__WRITTEN TASK A__.
As a JSON list of strings, one string per line with blank lines left out, give the part of the entries that opens with their first line and closes with the line containing "rough mask: <svg".

__PROVIDED TEXT__.

-=-=-

# StatsPlot
This notebook demonstrates the main features of StatsPlot API.

Full details of the API can be found in the [documentation](https://parici75.github.io/statsplot).


In [1]:
import pandas as pd
import numpy as np

import plotly.express as px
from plotly.subplots import make_subplots

import plotly.io as pio
pio.renderers.default = 'notebook'

import statsplot

## Heatmap plots
A cartesian plot with data visualized as colored rectangular tiles.

Note that the function does not operate on wide-form DataFrame, so the data needs to be melted.

In [2]:
df = px.data.medals_wide(indexed=True)

fig = statsplot.heatmap(data=df.melt(ignore_index=False),
                        x="nation",
                        y="medal",
                        z="value",
                        opacity=0.8,
                        color_palette=["#d4f542", "#4275f5"],
                        axis="square"
                       )
fig.show()

Compared to `plotly.express.imshow`, `statsplot.heatmap` offers the ability to slice the data along a particular dimension. This can be handy when one seeks to visually inspect subparts of correlations matrices :

In [3]:
df = px.data.iris().set_index('species')

-=-=-

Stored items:
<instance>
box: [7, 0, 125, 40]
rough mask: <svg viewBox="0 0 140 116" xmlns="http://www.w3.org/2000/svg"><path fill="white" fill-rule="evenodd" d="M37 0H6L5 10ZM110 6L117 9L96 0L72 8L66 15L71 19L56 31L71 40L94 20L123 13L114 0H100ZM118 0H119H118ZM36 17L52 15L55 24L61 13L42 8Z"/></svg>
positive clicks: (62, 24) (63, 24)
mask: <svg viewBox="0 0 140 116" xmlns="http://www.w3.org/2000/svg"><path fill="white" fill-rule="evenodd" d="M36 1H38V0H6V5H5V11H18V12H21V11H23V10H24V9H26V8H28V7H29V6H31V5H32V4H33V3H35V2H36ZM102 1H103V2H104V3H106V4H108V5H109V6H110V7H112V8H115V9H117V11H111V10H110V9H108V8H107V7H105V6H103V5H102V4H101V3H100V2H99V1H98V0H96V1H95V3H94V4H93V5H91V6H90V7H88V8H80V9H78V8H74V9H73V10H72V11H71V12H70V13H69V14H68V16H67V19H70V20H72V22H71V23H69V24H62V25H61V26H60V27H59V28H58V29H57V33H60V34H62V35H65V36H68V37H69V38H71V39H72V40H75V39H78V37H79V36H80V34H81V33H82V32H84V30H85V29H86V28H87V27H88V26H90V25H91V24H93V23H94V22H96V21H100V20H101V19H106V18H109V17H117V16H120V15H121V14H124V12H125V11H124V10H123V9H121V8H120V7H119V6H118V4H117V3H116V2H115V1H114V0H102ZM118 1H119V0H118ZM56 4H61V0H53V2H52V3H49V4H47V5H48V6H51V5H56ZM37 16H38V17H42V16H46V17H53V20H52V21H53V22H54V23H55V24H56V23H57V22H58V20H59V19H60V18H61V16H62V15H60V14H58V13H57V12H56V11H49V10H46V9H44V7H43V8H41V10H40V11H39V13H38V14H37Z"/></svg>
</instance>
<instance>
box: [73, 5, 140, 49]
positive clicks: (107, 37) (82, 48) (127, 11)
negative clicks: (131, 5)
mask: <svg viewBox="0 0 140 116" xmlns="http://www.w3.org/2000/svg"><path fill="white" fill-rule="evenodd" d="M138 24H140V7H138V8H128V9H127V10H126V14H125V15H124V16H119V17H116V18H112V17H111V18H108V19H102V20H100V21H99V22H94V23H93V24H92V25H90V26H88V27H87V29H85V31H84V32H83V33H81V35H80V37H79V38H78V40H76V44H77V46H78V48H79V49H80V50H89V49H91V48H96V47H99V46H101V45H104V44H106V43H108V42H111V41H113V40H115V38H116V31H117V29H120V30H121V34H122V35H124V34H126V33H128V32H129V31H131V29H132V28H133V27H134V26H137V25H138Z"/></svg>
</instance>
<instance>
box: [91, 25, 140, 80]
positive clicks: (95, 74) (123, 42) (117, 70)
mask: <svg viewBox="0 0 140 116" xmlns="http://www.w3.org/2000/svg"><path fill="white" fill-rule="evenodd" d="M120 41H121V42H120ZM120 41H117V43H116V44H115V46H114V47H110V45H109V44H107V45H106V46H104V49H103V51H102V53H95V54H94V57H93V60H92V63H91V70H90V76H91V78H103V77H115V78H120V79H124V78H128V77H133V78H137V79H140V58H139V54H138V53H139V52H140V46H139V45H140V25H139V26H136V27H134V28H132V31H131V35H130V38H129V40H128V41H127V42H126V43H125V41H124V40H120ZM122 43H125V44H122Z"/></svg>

-=-=-

__WRITTEN TASK B__.
Say whether each statement agrees with the StatsPlot notebook above. Answer yes or no for each and quote the deciding words of the notebook exactly. (i) The heatmap function works directly on a wide-form DataFrame. (ii) Unlike `plotly.express.imshow`, `statsplot.heatmap` can slice the data along a particular dimension. (iii) The default plotly renderer is set to 'notebook'.

__EXPECTED ANSWER A__.
[
  "<instance>",
  "box: [7, 0, 125, 40]",
  "rough mask: <svg viewBox=\"0 0 140 116\" xmlns=\"http://www.w3.org/2000/svg\"><path fill=\"white\" fill-rule=\"evenodd\" d=\"M37 0H6L5 10ZM110 6L117 9L96 0L72 8L66 15L71 19L56 31L71 40L94 20L123 13L114 0H100ZM118 0H119H118ZM36 17L52 15L55 24L61 13L42 8Z\"/></svg>"
]

__EXPECTED ANSWER B__.
(i) No: "Note that the function does not operate on wide-form DataFrame, so the data needs to be melted."
(ii) Yes: "Compared to `plotly.express.imshow`, `statsplot.heatmap` offers the ability to slice the data along a particular dimension."
(iii) Yes: "pio.renderers.default = 'notebook'"